**Assigned task**
Your response should consist solely of the lines from the one containing "Please locate the woman" through the final line of the entries, repeated exactly.
---- Record extracts
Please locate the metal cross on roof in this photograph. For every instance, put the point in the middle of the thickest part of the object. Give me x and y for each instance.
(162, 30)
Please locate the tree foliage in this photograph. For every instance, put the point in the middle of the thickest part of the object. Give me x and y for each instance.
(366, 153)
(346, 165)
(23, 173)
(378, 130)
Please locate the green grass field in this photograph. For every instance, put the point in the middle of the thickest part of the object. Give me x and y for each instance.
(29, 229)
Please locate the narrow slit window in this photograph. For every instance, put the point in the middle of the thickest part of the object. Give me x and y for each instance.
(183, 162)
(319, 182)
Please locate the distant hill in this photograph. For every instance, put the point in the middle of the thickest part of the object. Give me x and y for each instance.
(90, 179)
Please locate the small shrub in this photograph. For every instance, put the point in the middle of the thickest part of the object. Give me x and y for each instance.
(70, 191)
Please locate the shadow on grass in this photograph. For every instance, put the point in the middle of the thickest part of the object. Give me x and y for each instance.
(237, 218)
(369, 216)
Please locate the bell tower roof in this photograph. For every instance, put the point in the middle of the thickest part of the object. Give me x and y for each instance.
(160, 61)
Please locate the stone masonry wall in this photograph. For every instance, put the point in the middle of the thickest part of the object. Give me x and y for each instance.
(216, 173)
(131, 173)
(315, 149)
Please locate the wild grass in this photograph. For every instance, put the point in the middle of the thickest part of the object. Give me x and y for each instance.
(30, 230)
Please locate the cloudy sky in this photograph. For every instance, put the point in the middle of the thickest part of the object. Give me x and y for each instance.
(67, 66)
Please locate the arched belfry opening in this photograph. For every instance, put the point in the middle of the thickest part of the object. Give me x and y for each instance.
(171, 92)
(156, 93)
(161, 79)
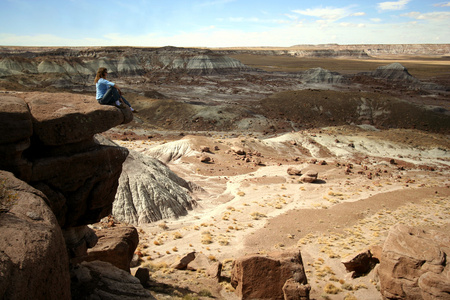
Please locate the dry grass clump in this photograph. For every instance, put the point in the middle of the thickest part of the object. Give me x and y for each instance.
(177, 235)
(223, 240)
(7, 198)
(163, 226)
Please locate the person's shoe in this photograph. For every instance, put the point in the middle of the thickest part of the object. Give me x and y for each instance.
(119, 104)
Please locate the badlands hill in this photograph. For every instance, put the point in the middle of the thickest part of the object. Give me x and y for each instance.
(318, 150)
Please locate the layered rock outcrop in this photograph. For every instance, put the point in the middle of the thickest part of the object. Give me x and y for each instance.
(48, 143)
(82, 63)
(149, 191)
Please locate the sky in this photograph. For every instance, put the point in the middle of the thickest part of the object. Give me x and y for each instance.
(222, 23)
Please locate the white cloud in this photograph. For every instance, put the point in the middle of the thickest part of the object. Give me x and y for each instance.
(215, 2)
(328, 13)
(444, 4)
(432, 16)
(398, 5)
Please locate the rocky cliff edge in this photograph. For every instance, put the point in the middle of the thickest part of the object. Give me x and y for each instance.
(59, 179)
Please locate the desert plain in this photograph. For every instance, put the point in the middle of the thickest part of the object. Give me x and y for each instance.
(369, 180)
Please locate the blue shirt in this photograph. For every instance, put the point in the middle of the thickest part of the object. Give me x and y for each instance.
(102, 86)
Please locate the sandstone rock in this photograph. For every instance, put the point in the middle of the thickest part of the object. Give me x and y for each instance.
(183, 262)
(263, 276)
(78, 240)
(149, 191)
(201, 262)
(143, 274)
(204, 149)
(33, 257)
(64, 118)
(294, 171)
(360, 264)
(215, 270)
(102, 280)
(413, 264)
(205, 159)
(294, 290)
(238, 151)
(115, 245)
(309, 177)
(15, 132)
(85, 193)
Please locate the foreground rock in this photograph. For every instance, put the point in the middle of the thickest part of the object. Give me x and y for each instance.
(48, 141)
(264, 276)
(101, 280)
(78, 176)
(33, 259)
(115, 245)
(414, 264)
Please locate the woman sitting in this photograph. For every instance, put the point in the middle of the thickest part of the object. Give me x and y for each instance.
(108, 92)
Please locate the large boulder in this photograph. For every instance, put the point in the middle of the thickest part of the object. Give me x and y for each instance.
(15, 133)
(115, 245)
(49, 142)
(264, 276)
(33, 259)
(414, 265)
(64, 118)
--------
**Solution for this task**
Please locate the woman sitting in this photograph. For every instance, put the point in the middle of the thickest part of the object. Give me x and y for each instance.
(108, 92)
Please locate the large boulder in this photograph. For every instance, put the point in the middle of the thickest part of the object. Give me x and y for each instance.
(15, 133)
(115, 245)
(49, 142)
(264, 276)
(33, 259)
(414, 265)
(64, 118)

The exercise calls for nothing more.